Futbol yazısında "Geçen sezonun gol" ile başlayıp "önemli işaretlerden birisi." ile biten bölümü birebir kopyalayın.

Alıntı.
____
DOĞRU CEVAP: Steve Kompela. Televizyona ''Ananın Kompelası'' ve ''Akın Akın Kompela'' isimleriyle program yapacak kadar dilimizi iyi öğrenen bu enteresan adam futbolumuzda iz bırakan lejyonerlerdendir. Doğru cevabı hemen veren Tolga kardeşimi kutluyorum.

Anket Kapandı: Gol Kralı Adayı Daniel Güiza

Avrupa Kupaları falan derken alakasız olmasın diye ta bugüne erteledik anket sonuçlarının açıklanmasını. Ankette beklediğim gibi Daniel Güiza açık ara sezonun en büyük gol kralı adayı oldu. Güiza'nın geçen sezonki performansına oranla bu sezon daha olumlu göründüğünü ve işini daha iyi yaptığını söylemek gerek. Gerçi son Sion maçında geçen sezondan bir bukleyi önümüze serdi ama yine de Christoph Daum yönetiminde bir aşama gösterdiği gerçek.

Geçen sezonun gol kralı Milan Baros'ta Güiza'nın ardından ikinci sırayı aldı ankette. Diğer adayların hepsi de birer ikişer oy alarak ''sürprizde'' yerlerini aldılar. Sezonun son haftası anketimizi hatırlatacağız tabiki...

İndir Ellerini!

Maç başlamadan önce, ya da golden sonra, ya da maç sonunda... Dini vecibelerin en önemlilerinden ''dua etmek'' dünyanın her yerinde futbol sahalarının içinde görmeye alıştığımız normal davranışlardan birisi.

FIFA, 2010 yılında Güney Afrika'da düzenlenecek Dünya Kupası'nda futbolcuların dua etmesini yasaklayacak bir tasarının üzerinde çalışmaya başladı. Sepp Blatter'in ''Futbol tanrısal değil, takımla ilgili bir mesele'' açıklaması da bu çalışmanın gerçekten yapıldığına dair önemli işaretlerden birisi.
____
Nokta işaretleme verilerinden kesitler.
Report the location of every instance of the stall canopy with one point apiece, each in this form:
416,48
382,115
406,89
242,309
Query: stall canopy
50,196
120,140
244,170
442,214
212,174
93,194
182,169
____
Alıştırma Sonucu.
Geçen sezonun gol kralı Milan Baros'ta Güiza'nın ardından ikinci sırayı aldı ankette. Diğer adayların hepsi de birer ikişer oy alarak ''sürprizde'' yerlerini aldılar. Sezonun son haftası anketimizi hatırlatacağız tabiki...

İndir Ellerini!

Maç başlamadan önce, ya da golden sonra, ya da maç sonunda... Dini vecibelerin en önemlilerinden ''dua etmek'' dünyanın her yerinde futbol sahalarının içinde görmeye alıştığımız normal davranışlardan birisi.

FIFA, 2010 yılında Güney Afrika'da düzenlenecek Dünya Kupası'nda futbolcuların dua etmesini yasaklayacak bir tasarının üzerinde çalışmaya başladı. Sepp Blatter'in ''Futbol tanrısal değil, takımla ilgili bir mesele'' açıklaması da bu çalışmanın gerçekten yapıldığına dair önemli işaretlerden birisi.